## start DATA SUPPLIED
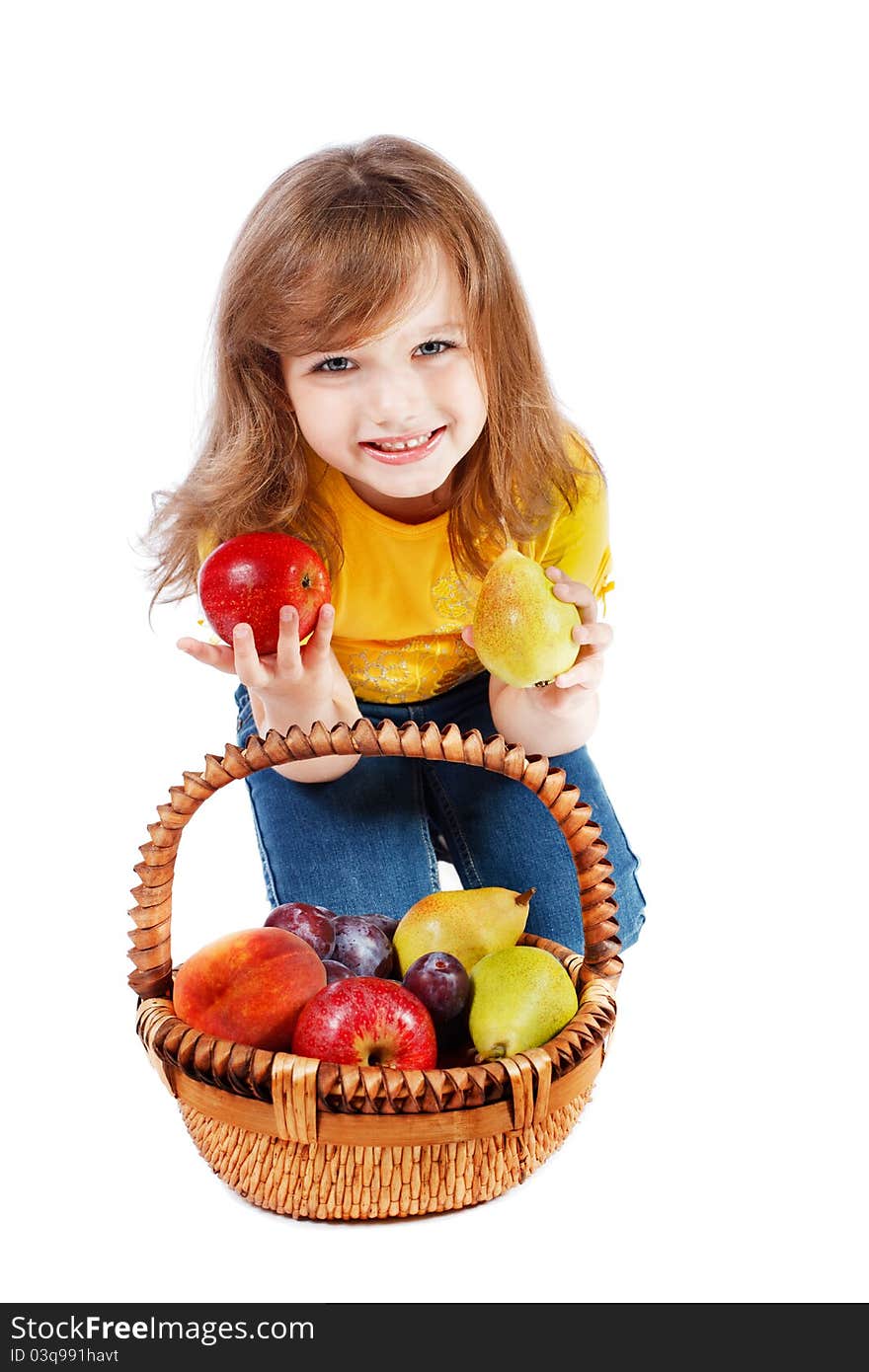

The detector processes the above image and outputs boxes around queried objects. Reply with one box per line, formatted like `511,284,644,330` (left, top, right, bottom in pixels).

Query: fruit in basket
198,531,332,655
365,914,398,942
265,900,337,959
402,953,471,1029
331,915,393,977
468,944,580,1060
323,957,353,986
393,886,535,975
474,548,581,686
173,928,325,1051
292,977,437,1067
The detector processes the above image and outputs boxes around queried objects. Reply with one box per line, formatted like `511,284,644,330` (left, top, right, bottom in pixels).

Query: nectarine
173,928,325,1052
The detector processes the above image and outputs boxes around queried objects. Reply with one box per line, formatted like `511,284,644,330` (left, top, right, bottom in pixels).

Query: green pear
472,548,581,686
468,944,580,1062
393,886,535,977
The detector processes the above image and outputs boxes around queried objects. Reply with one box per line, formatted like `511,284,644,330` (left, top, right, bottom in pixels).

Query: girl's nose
368,374,426,433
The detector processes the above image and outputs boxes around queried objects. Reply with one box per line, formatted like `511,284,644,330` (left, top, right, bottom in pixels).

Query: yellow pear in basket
474,548,580,686
468,944,580,1060
393,886,535,977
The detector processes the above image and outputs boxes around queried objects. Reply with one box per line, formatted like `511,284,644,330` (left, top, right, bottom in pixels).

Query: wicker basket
129,719,622,1220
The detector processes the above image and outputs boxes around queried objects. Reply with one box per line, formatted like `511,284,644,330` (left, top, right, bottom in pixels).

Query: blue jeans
235,672,645,953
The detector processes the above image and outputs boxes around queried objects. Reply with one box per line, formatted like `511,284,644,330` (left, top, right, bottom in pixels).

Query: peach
175,928,325,1052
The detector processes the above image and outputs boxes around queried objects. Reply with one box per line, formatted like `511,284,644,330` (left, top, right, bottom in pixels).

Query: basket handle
127,718,622,998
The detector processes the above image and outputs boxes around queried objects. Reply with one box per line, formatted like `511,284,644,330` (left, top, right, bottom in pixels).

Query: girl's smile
359,424,446,467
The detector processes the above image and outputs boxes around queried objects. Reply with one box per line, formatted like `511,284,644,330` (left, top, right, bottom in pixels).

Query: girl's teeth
372,429,434,453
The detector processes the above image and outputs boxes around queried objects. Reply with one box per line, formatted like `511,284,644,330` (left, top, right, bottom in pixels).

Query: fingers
546,567,597,624
275,605,302,676
176,638,235,672
571,620,612,657
232,624,269,687
305,602,335,667
555,657,604,690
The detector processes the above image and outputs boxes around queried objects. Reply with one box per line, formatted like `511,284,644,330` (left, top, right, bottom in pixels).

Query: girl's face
281,253,486,523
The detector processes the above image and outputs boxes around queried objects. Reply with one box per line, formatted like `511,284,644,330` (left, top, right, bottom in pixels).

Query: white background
1,0,869,1305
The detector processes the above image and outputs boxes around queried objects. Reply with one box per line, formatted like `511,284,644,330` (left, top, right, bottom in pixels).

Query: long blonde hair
143,134,602,605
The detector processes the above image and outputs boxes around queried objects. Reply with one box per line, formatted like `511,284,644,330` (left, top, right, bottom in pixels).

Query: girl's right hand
177,604,359,734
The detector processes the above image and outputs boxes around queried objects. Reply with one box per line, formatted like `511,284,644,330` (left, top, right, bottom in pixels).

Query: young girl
148,137,644,953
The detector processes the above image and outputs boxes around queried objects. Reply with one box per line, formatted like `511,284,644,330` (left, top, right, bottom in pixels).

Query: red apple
199,532,332,657
292,977,437,1067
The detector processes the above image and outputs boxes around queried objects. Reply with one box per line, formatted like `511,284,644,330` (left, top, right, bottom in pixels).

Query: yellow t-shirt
321,436,612,704
200,430,613,704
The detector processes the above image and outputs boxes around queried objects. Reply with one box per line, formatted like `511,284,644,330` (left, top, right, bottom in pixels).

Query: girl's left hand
461,567,612,712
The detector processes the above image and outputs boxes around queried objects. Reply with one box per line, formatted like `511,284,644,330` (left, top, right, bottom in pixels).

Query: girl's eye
420,339,456,356
312,339,456,373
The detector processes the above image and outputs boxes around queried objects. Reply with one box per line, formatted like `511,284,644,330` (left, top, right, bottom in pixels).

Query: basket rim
137,933,616,1116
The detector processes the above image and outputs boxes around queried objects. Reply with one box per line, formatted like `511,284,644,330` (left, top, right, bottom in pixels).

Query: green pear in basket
## end DATA SUPPLIED
EXERCISE ::
Copy every record above exactly as written, but leave out the pictures.

COMPLETED TASK ::
The detector processes the above image and outputs boxes around queried objects. Reply with one box per line, formatted like `511,284,644,330` (left, top, right, bottom in pixels).

Query: fruit in basket
198,531,332,655
365,914,398,942
265,900,337,959
402,953,471,1029
331,915,393,977
468,944,580,1060
323,957,353,986
393,886,535,975
474,548,581,686
173,928,325,1051
292,977,437,1067
The detector processes the above image and outputs boxes around queried objects. Reply with one box per line, formatted like `511,284,644,330` (left, top, right, bottom in pixels).

Query: nectarine
173,928,325,1052
The detector processes the above image and outputs boxes around queried objects. Reply with one box per line, formatted like `511,284,644,330` (left, top, right, bottom in pixels).

Query: green pear
472,548,581,686
468,944,580,1062
393,886,535,977
The detector processes the above image and outputs boxes around queried objects. Reply with one box per line, formatted like `511,284,644,330` (left, top, right, bottom in pixels).

Query: girl's nose
368,374,426,433
The detector processes the above image and outputs boxes around queried objects. Reply with one box per line, formatted like `511,284,644,330` (left, top, right, bottom in pixels).

Query: yellow pear in basket
474,548,580,686
468,944,580,1060
393,886,535,977
The detector processes the above image and outputs boxes around queried objects. Reply with one box per line, formatted like `511,284,644,330` (left, top, right, bottom in pixels).

Query: wicker basket
129,719,622,1220
The detector processes the above image and outputs boxes around queried objects. Reply with one box per line, formatted like `511,284,644,330` (left, top, right, bottom in pixels).

Query: blue jeans
235,672,645,953
The detector processes the above image and outputs boxes around queried objects. Reply with one box per line, formatted like `511,284,644,330` (left, top, right, bottom in pixels).

Query: peach
175,928,325,1052
The detector processes the above image and outputs boxes around queried objects. Reply with one box per line, formatted like `511,284,644,330` (left, top, right, bottom in pixels).

Query: basket handle
127,718,622,998
The detector processes the above image and outputs boxes around queried objects. Reply with one box per line, formatted like `511,284,644,330` (left, top, right, bottom in pixels).

Query: girl's smile
359,424,446,467
The detector processes the above image and outputs boxes around queried objects. Reply with one box per line, formatted like `511,284,644,330` (left, top, right, bottom in pixels).

Query: girl's teeth
372,429,434,453
The detector processes the above image and outputs boxes around queried objects. Reply with one box per line, formatted like `511,284,644,330` (left, top, right, bottom in pixels).

Query: fingers
546,567,597,624
275,605,302,676
176,638,235,672
571,620,612,657
232,624,269,687
305,602,335,667
555,657,604,690
The detector processes the above image and outputs boxes around queried objects. Reply with one box per line, formatted like `511,284,644,330` (left, top, right, bottom in pixels).

Query: girl's face
281,253,486,523
The detector processes the above image and outputs boxes around queried objects. Reply with one box per line, formatted like `511,284,644,330` (left, top, right, bottom in pixels).

Query: white background
1,0,869,1305
The detector processes the above image and outputs boxes around queried objects. Reply with one box per line, formatted like `511,284,644,330` (left, top, right, bottom in pixels).

Query: long blonde hair
143,134,602,605
The detector processes the above image and outputs boxes around queried objects. Reply with one box per line, formatted like `511,284,644,330` (left, top, right, bottom in pixels).

Query: girl's right hand
177,604,359,734
The detector processes the above image and outputs boxes around queried objects. Reply with one box per line, formatted like `511,284,644,330` (left, top, right, bottom in pixels).

Query: young girl
148,137,644,953
The detector processes the above image and outputs boxes around queried objects. Reply with one box per line, formatted like `511,284,644,330` (left, top, right, bottom in pixels).

Query: red apple
199,532,332,657
292,977,437,1067
The detector processes the above image and outputs boxes around queried objects. Reply with one box per line, formatted like `511,284,644,330` (left, top, right, bottom in pixels).

Query: yellow t-shirt
321,436,612,704
200,430,613,704
The detector processes the above image and outputs boxes around queried objects. Reply with one box per line, formatted like `511,284,644,330` (left, top, right, bottom in pixels).

Query: girl's left hand
461,567,612,712
The detector processes the above image and outputs boxes around queried objects. Reply with one box per line, formatted like `511,284,644,330` (left, top, right, bottom in pixels).

Query: girl's eye
420,339,456,356
312,339,456,373
The detector processes the above image and outputs boxes around queried objects. Reply with one box per line, formatted like `511,284,644,330` (left, top, right, bottom in pixels).

Query: basket rim
137,933,616,1116
The detector processes the above image and outputs boxes around queried objects. Reply with one box per line, formatted like `511,284,644,330` (left, top, right, bottom in pixels).

Query: green pear in basket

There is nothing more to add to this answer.